### Directions for this task
Copy out exactly the lines below that run from the one holding "For every instance of the dome" to the one holding "For every instance of the dark", keeping both of those lines and no others.

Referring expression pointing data
|---|
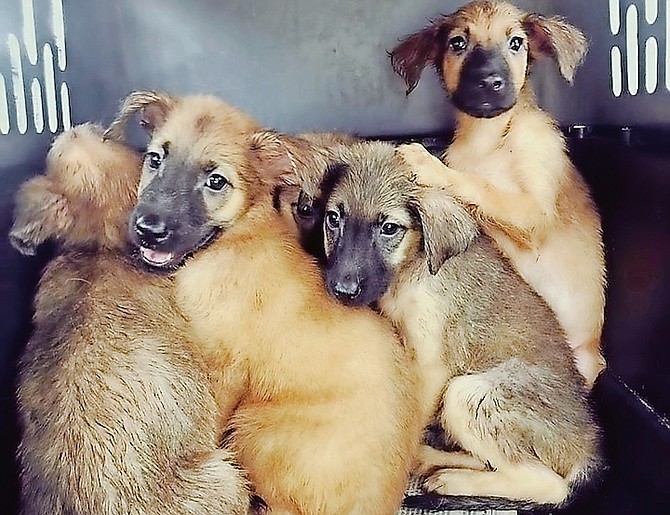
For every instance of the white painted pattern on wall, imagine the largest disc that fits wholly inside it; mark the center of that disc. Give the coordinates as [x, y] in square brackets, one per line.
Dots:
[34, 94]
[635, 58]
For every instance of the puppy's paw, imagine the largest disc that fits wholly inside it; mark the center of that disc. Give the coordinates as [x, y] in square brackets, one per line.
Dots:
[428, 169]
[453, 482]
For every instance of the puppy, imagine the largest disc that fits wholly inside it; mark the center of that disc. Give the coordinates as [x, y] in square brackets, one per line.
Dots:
[325, 421]
[115, 409]
[298, 197]
[492, 358]
[513, 169]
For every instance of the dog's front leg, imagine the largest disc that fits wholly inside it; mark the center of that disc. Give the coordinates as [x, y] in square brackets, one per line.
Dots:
[517, 211]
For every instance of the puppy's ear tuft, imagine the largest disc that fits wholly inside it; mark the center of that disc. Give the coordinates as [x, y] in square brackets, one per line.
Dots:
[152, 106]
[447, 227]
[554, 37]
[415, 52]
[40, 214]
[269, 153]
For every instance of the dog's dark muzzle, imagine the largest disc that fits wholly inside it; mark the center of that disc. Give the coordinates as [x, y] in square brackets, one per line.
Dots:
[151, 230]
[485, 89]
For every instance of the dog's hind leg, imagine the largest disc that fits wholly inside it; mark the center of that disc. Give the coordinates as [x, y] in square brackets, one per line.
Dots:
[524, 481]
[518, 419]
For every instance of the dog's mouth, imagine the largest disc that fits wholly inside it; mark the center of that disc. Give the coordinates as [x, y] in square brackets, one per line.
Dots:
[168, 261]
[156, 257]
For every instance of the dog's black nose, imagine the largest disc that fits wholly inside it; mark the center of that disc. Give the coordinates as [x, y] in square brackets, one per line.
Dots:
[493, 82]
[151, 229]
[347, 289]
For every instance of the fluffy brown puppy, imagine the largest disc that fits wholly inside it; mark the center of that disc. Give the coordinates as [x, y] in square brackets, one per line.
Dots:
[326, 420]
[493, 360]
[116, 414]
[513, 169]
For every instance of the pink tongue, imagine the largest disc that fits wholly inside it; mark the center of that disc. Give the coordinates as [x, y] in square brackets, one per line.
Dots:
[156, 257]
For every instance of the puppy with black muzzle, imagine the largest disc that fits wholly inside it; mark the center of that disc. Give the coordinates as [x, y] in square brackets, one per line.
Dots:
[321, 398]
[116, 412]
[494, 363]
[507, 161]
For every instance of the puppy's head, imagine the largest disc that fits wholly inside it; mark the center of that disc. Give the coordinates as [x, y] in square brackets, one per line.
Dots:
[196, 179]
[85, 196]
[378, 221]
[299, 197]
[483, 51]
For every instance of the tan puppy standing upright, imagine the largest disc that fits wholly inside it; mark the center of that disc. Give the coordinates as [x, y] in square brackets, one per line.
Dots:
[513, 169]
[115, 409]
[323, 398]
[496, 371]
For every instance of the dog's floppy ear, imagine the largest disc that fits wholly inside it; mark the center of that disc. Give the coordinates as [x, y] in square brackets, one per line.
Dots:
[415, 51]
[152, 106]
[447, 227]
[40, 214]
[291, 159]
[555, 38]
[270, 154]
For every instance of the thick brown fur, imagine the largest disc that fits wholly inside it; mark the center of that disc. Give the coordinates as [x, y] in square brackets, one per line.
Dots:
[512, 169]
[115, 408]
[326, 421]
[494, 363]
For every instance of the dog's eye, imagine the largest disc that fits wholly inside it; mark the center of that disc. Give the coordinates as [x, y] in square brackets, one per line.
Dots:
[390, 229]
[305, 210]
[332, 219]
[458, 43]
[515, 43]
[153, 159]
[216, 182]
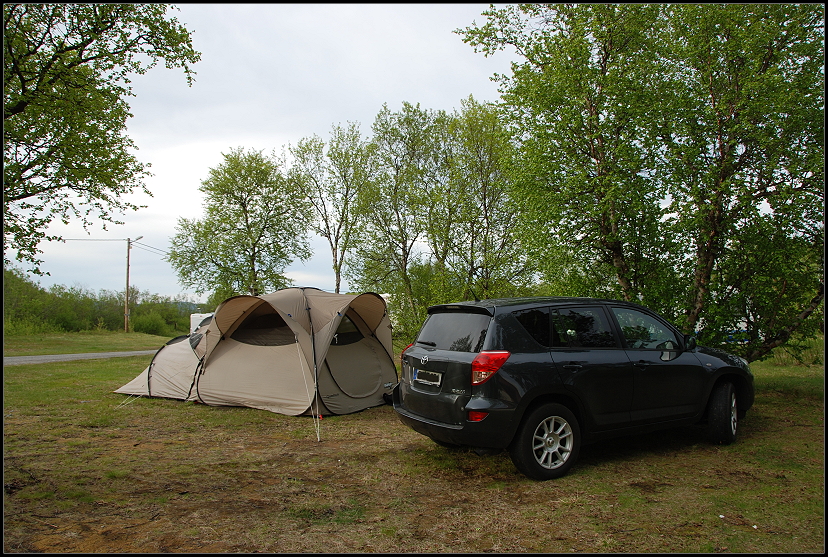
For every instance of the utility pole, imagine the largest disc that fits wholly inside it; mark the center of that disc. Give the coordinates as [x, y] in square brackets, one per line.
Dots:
[126, 292]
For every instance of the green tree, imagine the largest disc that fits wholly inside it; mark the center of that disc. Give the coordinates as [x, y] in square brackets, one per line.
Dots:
[485, 250]
[677, 144]
[393, 223]
[255, 224]
[332, 181]
[66, 73]
[743, 137]
[579, 103]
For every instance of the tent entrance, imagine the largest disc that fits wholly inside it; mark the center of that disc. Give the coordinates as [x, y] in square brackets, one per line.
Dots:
[354, 368]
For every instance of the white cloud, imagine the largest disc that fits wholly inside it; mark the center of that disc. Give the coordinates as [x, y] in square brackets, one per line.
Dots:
[270, 75]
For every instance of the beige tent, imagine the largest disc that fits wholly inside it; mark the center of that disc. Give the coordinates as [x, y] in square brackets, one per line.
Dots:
[295, 351]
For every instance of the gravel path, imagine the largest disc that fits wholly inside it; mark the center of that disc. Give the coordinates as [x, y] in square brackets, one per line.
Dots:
[19, 360]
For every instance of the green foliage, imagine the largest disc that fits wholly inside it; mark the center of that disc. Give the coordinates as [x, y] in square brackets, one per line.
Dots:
[29, 309]
[439, 219]
[66, 72]
[673, 154]
[332, 180]
[255, 224]
[150, 323]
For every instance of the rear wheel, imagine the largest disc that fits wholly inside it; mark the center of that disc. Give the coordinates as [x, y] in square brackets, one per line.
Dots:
[722, 415]
[547, 444]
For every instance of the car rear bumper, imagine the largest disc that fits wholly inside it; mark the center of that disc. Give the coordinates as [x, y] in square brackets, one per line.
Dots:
[494, 431]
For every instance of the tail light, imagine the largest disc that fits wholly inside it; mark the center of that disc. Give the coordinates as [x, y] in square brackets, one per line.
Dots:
[476, 416]
[486, 364]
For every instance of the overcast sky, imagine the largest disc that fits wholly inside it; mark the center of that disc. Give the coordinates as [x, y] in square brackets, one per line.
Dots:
[269, 76]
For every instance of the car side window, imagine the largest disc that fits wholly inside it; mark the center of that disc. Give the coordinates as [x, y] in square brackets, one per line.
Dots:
[581, 328]
[642, 331]
[536, 323]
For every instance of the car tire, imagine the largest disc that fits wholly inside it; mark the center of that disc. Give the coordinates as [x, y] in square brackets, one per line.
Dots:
[722, 415]
[547, 443]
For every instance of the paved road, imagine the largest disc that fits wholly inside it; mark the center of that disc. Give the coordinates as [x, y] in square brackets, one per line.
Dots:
[18, 360]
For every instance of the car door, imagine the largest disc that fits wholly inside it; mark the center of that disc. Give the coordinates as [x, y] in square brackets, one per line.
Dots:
[669, 381]
[591, 361]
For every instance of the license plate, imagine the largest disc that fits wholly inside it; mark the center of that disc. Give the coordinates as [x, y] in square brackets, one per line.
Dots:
[427, 377]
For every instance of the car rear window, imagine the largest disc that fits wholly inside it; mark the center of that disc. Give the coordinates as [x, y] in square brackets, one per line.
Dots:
[455, 331]
[581, 328]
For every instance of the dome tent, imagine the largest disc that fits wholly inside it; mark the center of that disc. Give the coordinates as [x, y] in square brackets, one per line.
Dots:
[295, 351]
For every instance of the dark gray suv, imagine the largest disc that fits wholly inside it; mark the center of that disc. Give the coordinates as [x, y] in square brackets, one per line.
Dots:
[541, 376]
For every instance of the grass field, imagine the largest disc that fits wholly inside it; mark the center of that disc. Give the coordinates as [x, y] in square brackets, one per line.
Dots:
[88, 470]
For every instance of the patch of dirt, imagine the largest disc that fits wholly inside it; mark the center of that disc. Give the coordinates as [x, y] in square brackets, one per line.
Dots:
[373, 485]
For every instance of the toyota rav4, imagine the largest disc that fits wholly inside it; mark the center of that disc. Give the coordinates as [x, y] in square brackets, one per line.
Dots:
[542, 376]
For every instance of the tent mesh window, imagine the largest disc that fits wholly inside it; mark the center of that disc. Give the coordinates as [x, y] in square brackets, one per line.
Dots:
[346, 333]
[264, 329]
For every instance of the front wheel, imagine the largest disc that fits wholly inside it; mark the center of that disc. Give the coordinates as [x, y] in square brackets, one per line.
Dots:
[547, 444]
[722, 415]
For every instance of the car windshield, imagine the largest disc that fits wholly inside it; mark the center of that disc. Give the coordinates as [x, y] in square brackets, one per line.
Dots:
[455, 331]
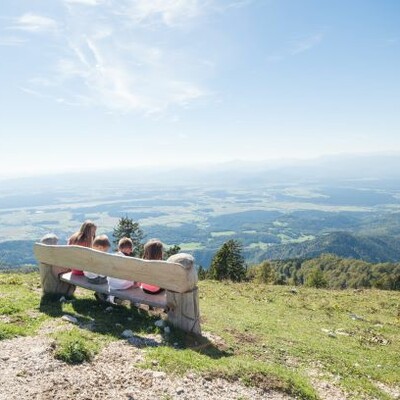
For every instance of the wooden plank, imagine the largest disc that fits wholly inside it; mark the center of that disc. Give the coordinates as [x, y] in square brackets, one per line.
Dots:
[172, 276]
[134, 295]
[184, 311]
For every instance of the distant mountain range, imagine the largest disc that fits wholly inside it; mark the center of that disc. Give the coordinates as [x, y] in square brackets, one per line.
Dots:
[343, 244]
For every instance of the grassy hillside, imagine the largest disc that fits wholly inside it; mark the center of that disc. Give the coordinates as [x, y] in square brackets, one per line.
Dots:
[296, 340]
[343, 244]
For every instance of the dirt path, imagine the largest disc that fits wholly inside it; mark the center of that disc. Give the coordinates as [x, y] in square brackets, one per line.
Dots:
[29, 371]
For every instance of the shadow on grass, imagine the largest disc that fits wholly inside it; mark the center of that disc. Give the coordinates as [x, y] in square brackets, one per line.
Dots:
[112, 320]
[50, 304]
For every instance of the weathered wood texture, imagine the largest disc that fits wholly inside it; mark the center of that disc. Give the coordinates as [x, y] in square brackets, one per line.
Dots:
[134, 295]
[177, 276]
[50, 274]
[184, 311]
[169, 275]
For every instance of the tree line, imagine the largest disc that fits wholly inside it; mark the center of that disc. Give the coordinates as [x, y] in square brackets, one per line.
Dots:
[324, 271]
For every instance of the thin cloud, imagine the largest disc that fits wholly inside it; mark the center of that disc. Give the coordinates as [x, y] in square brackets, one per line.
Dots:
[83, 2]
[34, 23]
[169, 12]
[306, 44]
[12, 41]
[122, 56]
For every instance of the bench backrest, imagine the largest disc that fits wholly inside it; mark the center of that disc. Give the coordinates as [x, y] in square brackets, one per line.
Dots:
[172, 276]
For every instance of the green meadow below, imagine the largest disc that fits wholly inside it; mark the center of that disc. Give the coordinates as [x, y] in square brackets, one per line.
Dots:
[300, 341]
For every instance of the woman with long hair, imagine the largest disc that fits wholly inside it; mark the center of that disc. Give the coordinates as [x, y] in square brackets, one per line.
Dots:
[84, 237]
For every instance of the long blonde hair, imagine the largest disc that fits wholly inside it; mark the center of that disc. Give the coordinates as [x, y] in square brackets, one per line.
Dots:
[153, 250]
[85, 235]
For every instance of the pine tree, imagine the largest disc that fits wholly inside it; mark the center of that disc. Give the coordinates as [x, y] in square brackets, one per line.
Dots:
[126, 227]
[175, 249]
[228, 262]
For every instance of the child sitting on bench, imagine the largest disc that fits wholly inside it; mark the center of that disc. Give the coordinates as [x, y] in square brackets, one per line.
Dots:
[125, 248]
[153, 250]
[100, 243]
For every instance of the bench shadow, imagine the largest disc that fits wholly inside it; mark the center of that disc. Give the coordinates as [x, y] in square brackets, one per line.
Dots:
[51, 305]
[138, 324]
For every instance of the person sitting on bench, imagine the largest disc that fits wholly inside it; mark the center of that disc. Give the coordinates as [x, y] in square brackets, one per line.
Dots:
[153, 250]
[100, 243]
[125, 248]
[84, 237]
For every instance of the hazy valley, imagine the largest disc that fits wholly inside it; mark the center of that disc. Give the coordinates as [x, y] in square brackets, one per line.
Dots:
[346, 206]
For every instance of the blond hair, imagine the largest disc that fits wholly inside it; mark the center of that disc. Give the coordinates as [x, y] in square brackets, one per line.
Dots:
[153, 250]
[85, 235]
[101, 241]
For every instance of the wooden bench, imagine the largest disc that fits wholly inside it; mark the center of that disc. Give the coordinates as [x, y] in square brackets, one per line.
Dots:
[177, 276]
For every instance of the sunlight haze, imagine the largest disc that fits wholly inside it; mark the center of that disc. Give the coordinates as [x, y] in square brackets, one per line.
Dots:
[97, 84]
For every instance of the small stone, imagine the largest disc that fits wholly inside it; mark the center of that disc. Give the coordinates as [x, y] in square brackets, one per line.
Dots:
[159, 375]
[160, 323]
[70, 318]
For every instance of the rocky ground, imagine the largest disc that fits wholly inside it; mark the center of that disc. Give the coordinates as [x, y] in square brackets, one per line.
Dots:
[29, 371]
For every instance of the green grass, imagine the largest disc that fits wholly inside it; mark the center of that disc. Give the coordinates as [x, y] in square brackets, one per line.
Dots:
[269, 336]
[222, 233]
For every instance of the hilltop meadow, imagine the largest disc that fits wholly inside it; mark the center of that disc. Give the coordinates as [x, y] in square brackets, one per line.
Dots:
[301, 342]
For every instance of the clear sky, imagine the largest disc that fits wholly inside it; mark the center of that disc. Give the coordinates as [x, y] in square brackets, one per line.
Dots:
[115, 83]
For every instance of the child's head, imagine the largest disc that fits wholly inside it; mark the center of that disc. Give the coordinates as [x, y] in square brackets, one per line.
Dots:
[153, 250]
[101, 243]
[125, 245]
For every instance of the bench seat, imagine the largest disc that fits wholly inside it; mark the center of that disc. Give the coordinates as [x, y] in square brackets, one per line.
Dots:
[177, 275]
[134, 295]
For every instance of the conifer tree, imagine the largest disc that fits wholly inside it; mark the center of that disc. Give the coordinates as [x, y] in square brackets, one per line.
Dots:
[228, 262]
[126, 227]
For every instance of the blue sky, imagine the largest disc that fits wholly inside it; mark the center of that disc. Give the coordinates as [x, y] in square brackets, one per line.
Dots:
[91, 84]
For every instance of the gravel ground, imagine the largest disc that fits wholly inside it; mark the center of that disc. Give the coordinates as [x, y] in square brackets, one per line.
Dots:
[29, 371]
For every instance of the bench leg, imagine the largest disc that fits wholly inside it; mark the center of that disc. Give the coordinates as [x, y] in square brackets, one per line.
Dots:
[51, 283]
[49, 274]
[184, 312]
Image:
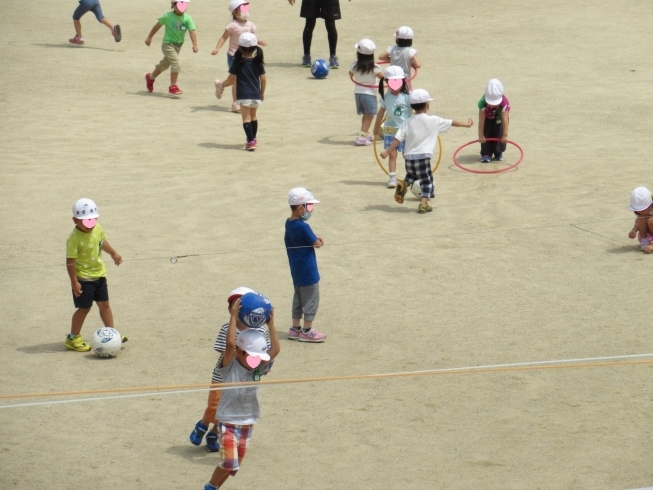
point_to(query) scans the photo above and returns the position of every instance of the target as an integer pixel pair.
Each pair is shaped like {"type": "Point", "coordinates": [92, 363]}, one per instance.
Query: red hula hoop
{"type": "Point", "coordinates": [376, 86]}
{"type": "Point", "coordinates": [521, 157]}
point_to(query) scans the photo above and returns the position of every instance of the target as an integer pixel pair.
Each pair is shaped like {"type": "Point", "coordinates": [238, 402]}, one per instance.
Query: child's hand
{"type": "Point", "coordinates": [77, 288]}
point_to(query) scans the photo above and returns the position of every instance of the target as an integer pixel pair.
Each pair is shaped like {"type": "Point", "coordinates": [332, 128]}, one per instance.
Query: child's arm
{"type": "Point", "coordinates": [193, 37]}
{"type": "Point", "coordinates": [505, 122]}
{"type": "Point", "coordinates": [461, 124]}
{"type": "Point", "coordinates": [264, 81]}
{"type": "Point", "coordinates": [221, 42]}
{"type": "Point", "coordinates": [230, 351]}
{"type": "Point", "coordinates": [154, 30]}
{"type": "Point", "coordinates": [117, 259]}
{"type": "Point", "coordinates": [72, 274]}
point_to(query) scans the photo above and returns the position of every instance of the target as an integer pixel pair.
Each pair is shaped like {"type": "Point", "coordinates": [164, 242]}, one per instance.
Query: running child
{"type": "Point", "coordinates": [239, 24]}
{"type": "Point", "coordinates": [91, 6]}
{"type": "Point", "coordinates": [87, 272]}
{"type": "Point", "coordinates": [246, 358]}
{"type": "Point", "coordinates": [420, 134]}
{"type": "Point", "coordinates": [248, 73]}
{"type": "Point", "coordinates": [403, 54]}
{"type": "Point", "coordinates": [493, 121]}
{"type": "Point", "coordinates": [176, 23]}
{"type": "Point", "coordinates": [642, 205]}
{"type": "Point", "coordinates": [367, 73]}
{"type": "Point", "coordinates": [396, 105]}
{"type": "Point", "coordinates": [209, 417]}
{"type": "Point", "coordinates": [301, 243]}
|---|
### Your response
For every instance of the dome tent, imagine the largest disc that fits wholly inside it; mark the center of that disc. Give the coordinates as [x, y] in square brackets, one per line.
Dots:
[295, 351]
For every instance of the dark gray suv, imagine the largest disc that fits wholly inside it; mark the center of that disc. Give the coordinates as [x, y] in square brackets, one per line.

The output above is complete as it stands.